**WORK REQUEST:**
Transcribe exactly the line containing "Query: alloy wheel" and every line after it, through the end of the records below.
--- INFORMATION ---
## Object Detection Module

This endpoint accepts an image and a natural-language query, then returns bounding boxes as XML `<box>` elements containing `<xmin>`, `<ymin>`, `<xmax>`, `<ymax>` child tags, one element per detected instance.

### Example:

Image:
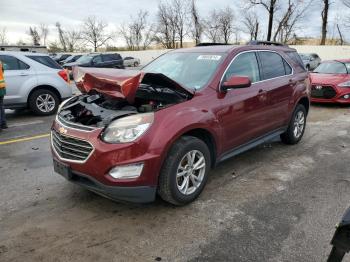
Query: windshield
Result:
<box><xmin>314</xmin><ymin>61</ymin><xmax>350</xmax><ymax>74</ymax></box>
<box><xmin>142</xmin><ymin>52</ymin><xmax>225</xmax><ymax>90</ymax></box>
<box><xmin>76</xmin><ymin>55</ymin><xmax>94</xmax><ymax>64</ymax></box>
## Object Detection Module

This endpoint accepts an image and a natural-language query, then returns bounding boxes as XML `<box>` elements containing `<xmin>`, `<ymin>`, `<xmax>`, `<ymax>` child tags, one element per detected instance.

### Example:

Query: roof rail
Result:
<box><xmin>196</xmin><ymin>43</ymin><xmax>231</xmax><ymax>47</ymax></box>
<box><xmin>247</xmin><ymin>41</ymin><xmax>288</xmax><ymax>47</ymax></box>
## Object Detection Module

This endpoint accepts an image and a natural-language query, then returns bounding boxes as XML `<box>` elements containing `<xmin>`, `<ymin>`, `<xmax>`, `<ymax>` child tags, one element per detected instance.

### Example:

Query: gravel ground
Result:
<box><xmin>0</xmin><ymin>104</ymin><xmax>350</xmax><ymax>262</ymax></box>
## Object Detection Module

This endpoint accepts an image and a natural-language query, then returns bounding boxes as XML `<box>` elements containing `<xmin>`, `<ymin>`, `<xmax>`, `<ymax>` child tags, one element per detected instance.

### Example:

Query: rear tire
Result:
<box><xmin>158</xmin><ymin>136</ymin><xmax>211</xmax><ymax>205</ymax></box>
<box><xmin>28</xmin><ymin>89</ymin><xmax>60</xmax><ymax>116</ymax></box>
<box><xmin>280</xmin><ymin>104</ymin><xmax>307</xmax><ymax>145</ymax></box>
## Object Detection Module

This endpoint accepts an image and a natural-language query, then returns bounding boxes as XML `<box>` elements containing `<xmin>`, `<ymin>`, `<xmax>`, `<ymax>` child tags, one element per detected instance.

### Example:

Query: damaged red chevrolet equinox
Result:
<box><xmin>51</xmin><ymin>43</ymin><xmax>310</xmax><ymax>205</ymax></box>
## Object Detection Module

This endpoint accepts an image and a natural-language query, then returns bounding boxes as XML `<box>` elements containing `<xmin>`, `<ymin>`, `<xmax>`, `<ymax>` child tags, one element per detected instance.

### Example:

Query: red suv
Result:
<box><xmin>51</xmin><ymin>44</ymin><xmax>310</xmax><ymax>205</ymax></box>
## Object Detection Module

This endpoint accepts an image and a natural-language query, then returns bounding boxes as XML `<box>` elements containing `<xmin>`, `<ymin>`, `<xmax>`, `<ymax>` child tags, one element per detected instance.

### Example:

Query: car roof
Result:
<box><xmin>171</xmin><ymin>44</ymin><xmax>296</xmax><ymax>54</ymax></box>
<box><xmin>0</xmin><ymin>51</ymin><xmax>49</xmax><ymax>56</ymax></box>
<box><xmin>322</xmin><ymin>59</ymin><xmax>350</xmax><ymax>63</ymax></box>
<box><xmin>335</xmin><ymin>59</ymin><xmax>350</xmax><ymax>63</ymax></box>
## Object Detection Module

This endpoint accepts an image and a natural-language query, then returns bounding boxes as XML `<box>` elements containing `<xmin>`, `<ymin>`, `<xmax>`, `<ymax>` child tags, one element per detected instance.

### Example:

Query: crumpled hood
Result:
<box><xmin>72</xmin><ymin>67</ymin><xmax>194</xmax><ymax>104</ymax></box>
<box><xmin>73</xmin><ymin>67</ymin><xmax>142</xmax><ymax>103</ymax></box>
<box><xmin>310</xmin><ymin>73</ymin><xmax>350</xmax><ymax>86</ymax></box>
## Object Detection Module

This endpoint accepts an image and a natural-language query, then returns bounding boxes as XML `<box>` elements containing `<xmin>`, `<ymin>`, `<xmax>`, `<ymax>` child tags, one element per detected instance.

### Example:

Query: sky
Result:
<box><xmin>0</xmin><ymin>0</ymin><xmax>348</xmax><ymax>47</ymax></box>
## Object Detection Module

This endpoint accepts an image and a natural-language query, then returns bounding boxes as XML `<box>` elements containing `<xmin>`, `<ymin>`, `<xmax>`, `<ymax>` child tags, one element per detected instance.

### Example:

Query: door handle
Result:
<box><xmin>19</xmin><ymin>73</ymin><xmax>28</xmax><ymax>76</ymax></box>
<box><xmin>258</xmin><ymin>89</ymin><xmax>266</xmax><ymax>94</ymax></box>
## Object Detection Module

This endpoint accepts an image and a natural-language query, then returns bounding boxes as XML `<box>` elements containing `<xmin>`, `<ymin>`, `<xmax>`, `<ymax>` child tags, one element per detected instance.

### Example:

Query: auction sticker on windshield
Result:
<box><xmin>197</xmin><ymin>55</ymin><xmax>222</xmax><ymax>61</ymax></box>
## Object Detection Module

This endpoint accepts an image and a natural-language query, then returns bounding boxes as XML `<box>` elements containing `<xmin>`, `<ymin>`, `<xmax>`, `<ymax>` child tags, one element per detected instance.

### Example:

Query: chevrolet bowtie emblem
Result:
<box><xmin>58</xmin><ymin>126</ymin><xmax>67</xmax><ymax>134</ymax></box>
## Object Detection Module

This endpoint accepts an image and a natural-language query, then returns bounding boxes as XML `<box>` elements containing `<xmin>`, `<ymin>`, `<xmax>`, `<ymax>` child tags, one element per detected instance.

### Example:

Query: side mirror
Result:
<box><xmin>221</xmin><ymin>76</ymin><xmax>251</xmax><ymax>92</ymax></box>
<box><xmin>327</xmin><ymin>207</ymin><xmax>350</xmax><ymax>261</ymax></box>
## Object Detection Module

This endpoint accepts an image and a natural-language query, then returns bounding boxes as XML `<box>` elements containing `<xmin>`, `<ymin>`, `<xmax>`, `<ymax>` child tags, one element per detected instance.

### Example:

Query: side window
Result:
<box><xmin>104</xmin><ymin>54</ymin><xmax>121</xmax><ymax>61</ymax></box>
<box><xmin>92</xmin><ymin>55</ymin><xmax>102</xmax><ymax>63</ymax></box>
<box><xmin>18</xmin><ymin>60</ymin><xmax>30</xmax><ymax>70</ymax></box>
<box><xmin>224</xmin><ymin>52</ymin><xmax>260</xmax><ymax>83</ymax></box>
<box><xmin>286</xmin><ymin>51</ymin><xmax>305</xmax><ymax>70</ymax></box>
<box><xmin>0</xmin><ymin>55</ymin><xmax>29</xmax><ymax>70</ymax></box>
<box><xmin>283</xmin><ymin>60</ymin><xmax>292</xmax><ymax>75</ymax></box>
<box><xmin>259</xmin><ymin>52</ymin><xmax>287</xmax><ymax>80</ymax></box>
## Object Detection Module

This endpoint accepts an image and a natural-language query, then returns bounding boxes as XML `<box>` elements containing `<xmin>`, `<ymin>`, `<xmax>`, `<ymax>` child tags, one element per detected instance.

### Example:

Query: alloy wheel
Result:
<box><xmin>36</xmin><ymin>93</ymin><xmax>56</xmax><ymax>113</ymax></box>
<box><xmin>293</xmin><ymin>110</ymin><xmax>305</xmax><ymax>139</ymax></box>
<box><xmin>176</xmin><ymin>150</ymin><xmax>206</xmax><ymax>195</ymax></box>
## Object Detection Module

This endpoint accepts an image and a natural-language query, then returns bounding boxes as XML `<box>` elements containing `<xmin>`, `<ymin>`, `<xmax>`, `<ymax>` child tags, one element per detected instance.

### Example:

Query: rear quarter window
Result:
<box><xmin>286</xmin><ymin>51</ymin><xmax>306</xmax><ymax>70</ymax></box>
<box><xmin>27</xmin><ymin>56</ymin><xmax>62</xmax><ymax>69</ymax></box>
<box><xmin>258</xmin><ymin>52</ymin><xmax>287</xmax><ymax>80</ymax></box>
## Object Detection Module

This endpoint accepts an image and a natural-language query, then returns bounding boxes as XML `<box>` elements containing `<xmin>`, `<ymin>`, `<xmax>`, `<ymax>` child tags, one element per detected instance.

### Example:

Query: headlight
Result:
<box><xmin>102</xmin><ymin>113</ymin><xmax>154</xmax><ymax>143</ymax></box>
<box><xmin>338</xmin><ymin>81</ymin><xmax>350</xmax><ymax>88</ymax></box>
---
**EXERCISE RESULT:**
Query: alloy wheel
Result:
<box><xmin>36</xmin><ymin>93</ymin><xmax>56</xmax><ymax>113</ymax></box>
<box><xmin>293</xmin><ymin>110</ymin><xmax>305</xmax><ymax>139</ymax></box>
<box><xmin>176</xmin><ymin>150</ymin><xmax>206</xmax><ymax>195</ymax></box>
## Object Detection Module

This endpoint accepts an image and a natural-language query, then returns bounding boxes as XML `<box>` elements containing `<xmin>`, `<ymin>`, `<xmax>`, `<ymax>` child tags, one element per detected instance.

### Example:

Query: rear quarter window
Result:
<box><xmin>286</xmin><ymin>51</ymin><xmax>306</xmax><ymax>70</ymax></box>
<box><xmin>27</xmin><ymin>56</ymin><xmax>62</xmax><ymax>69</ymax></box>
<box><xmin>258</xmin><ymin>52</ymin><xmax>287</xmax><ymax>80</ymax></box>
## Object Detection Module

This endpoint accepts an image and a natural-language query, then returns bounding boxes as XML `<box>` elements containing `<xmin>`, `<ymin>`, `<xmax>`, `<ymax>` child tags, one element per detected instance.

### Example:

Query: headlight
Result:
<box><xmin>102</xmin><ymin>113</ymin><xmax>154</xmax><ymax>143</ymax></box>
<box><xmin>338</xmin><ymin>81</ymin><xmax>350</xmax><ymax>88</ymax></box>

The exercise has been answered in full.